### Extrait du texte
━━━━━━━━━━━━━━━━

Madame la présidente, monsieur le ministre, mes chers collègues, depuis de très nombreuses années, l’hôpital public est en souffrance : le manque de moyens et son corollaire, la fermeture de postes et de lits, la reconnaissance salariale insuffisante et la complexité de son organisation entraînent une carence d’attractivité chronique de nos hôpitaux.
Et pourtant, la réponse des personnels à la pandémie a été, et est encore, remarquable et admirable.
Dans ce contexte particulier, alors que le Ségur de la santé et le rapport extrêmement documenté et riche en préconisations du professeur Claris ont fait naître un certain espoir, nous examinons une proposition de loi qui, malgré son titre attractif, ne suscite que déception et frustration.
Comme l’ont déjà souligné mes collègues, la forme interroge. Cette proposition de loi, en ne reprenant que peu des dispositions du Ségur de la santé – cinq sur trente-trois –, ne répond en rien aux attentes du monde médical et hospitalier. Pire encore, elle crée une insécurité juridique et des incompréhensions. Quelle sera la place de cette proposition de loi, alors que les ordonnances promises dans le cadre de la loi Ma santé 2022 d’Agnès Buzyn n’ont toujours pas été publiées ? On est bien loin d’une simplification…
Qui plus est, cette proposition de loi comportait au départ pas moins de quarante-deux articles – ce qui est pour le moins inhabituel –, dont beaucoup ont été supprimés ou entièrement réécrits dès son examen en première lecture à l’Assemblée nationale, preuve de son impréparation !

━━━━━━━━━━━━━━━━

### Données brutes
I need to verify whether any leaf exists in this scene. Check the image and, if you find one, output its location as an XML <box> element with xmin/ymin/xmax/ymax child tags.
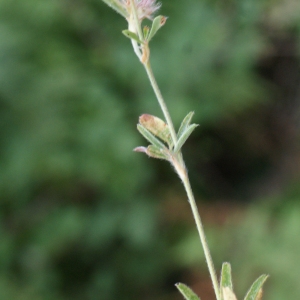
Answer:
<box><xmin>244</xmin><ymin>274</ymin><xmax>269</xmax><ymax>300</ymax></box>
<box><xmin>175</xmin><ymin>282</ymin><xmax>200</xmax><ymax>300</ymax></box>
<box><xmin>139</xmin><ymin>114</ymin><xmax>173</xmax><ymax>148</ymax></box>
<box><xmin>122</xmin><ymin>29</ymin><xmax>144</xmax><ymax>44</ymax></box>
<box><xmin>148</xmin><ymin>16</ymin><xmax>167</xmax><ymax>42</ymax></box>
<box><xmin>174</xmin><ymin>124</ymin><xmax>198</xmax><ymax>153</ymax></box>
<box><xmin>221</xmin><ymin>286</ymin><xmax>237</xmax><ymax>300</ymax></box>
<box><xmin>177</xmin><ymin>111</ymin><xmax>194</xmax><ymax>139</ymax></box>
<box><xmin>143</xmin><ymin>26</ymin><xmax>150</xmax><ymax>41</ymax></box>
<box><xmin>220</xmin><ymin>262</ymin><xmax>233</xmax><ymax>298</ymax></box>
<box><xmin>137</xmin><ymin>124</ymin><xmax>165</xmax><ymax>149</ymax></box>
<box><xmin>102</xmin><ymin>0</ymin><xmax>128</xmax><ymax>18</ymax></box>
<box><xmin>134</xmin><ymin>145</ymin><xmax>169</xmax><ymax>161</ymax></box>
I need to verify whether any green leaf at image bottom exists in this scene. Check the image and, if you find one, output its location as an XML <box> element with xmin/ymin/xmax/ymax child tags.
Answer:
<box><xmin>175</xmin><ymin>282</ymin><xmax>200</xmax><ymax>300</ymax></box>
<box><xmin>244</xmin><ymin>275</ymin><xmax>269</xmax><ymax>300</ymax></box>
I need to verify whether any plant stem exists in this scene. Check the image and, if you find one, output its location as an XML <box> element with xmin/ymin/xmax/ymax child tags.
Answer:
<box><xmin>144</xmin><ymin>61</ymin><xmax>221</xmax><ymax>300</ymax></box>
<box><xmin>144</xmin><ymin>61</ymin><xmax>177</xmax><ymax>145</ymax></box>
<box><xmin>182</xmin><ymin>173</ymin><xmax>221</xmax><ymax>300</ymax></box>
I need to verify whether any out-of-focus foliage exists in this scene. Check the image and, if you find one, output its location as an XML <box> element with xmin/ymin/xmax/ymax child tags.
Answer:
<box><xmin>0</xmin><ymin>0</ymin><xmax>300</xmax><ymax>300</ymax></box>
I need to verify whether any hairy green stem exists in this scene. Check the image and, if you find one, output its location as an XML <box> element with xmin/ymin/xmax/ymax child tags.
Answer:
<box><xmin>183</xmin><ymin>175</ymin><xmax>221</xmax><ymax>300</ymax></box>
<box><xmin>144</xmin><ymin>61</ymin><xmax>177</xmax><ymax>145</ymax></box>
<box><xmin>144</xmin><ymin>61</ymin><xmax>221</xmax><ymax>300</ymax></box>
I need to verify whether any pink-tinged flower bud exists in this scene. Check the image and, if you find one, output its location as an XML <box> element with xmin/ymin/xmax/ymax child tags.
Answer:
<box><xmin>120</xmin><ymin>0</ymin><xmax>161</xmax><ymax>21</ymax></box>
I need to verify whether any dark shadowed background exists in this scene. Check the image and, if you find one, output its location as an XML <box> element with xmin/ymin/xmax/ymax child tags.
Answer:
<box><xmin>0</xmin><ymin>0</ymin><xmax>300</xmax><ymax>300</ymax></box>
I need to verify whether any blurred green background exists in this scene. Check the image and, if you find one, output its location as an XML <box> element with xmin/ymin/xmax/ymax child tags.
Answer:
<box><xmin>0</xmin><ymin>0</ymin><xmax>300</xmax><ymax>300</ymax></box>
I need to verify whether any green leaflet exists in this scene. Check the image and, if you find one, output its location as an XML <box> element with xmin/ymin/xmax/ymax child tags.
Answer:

━━━━━━━━━━━━━━━━

Rédigez la suite de l'intervention parlementaire consacrée à l'hôpital public, en commençant immédiatement après sa dernière phrase.

### Résultat
Sur le fond, cette proposition de loi s’attaque-t-elle véritablement au problème de l’attractivité de nos hôpitaux publics ? Tient-elle compte des remontées de terrain et de la vraie vie des personnels et des usagers ? Absolument pas !
Ce texte balaie, au contraire, un nombre important de sujets sans apporter de réponse de fond ou de vision globale. Il ne fait qu’effleurer les principales préoccupations du monde hospitalier.
Loin de renforcer l’attractivité des carrières hospitalières et de valoriser les personnels soignants, le texte comporte même, sous couvert de simplification, des mesures contreproductives, tels que le bénévolat individuel ou la possibilité pour un directeur de GHT de créer un poste de praticien hospitalier.
La création d’un service d’accès au soin aurait également mérité un travail plus approfondi entre l’hôpital et la médecine de ville, en particulier avec les maisons pluridisciplinaires de santé ou les établissements de soins primaires.
La pandémie a également mis en exergue la question de la démocratie sanitaire : quelle leçon le Gouvernement en tire-t-il ? Aucune dans ce texte assurément. Pendant la première vague, les professionnels hospitaliers ont estimé que si l’hôpital avait su gérer, il le devait à l’hypermobilisation de l’ensemble des personnels, bien sûr – mais à quel prix ? –, mais aussi au fait que la santé avait été érigée au rang de priorité, tandis que le carcan de l’exécution budgétaire avait été remisé au second plan.
Quelle leçon le Gouvernement en tire-t-il ? Aucune, là non plus. Pire, il s’enferre dans la voie de l’hôpital-entreprise avec la création, à l’article 11, d’un projet managérial, que notre groupe a supprimé en commission par voie d’amendement.
Certes, il existe quelques propositions intéressantes. Je pense en particulier aux mesures concernant les sages-femmes ou les kinésithérapeutes, mais l’ensemble inspire un sentiment de déception et de frustration, qui risque de démobiliser l’ensemble du personnel hospitalier.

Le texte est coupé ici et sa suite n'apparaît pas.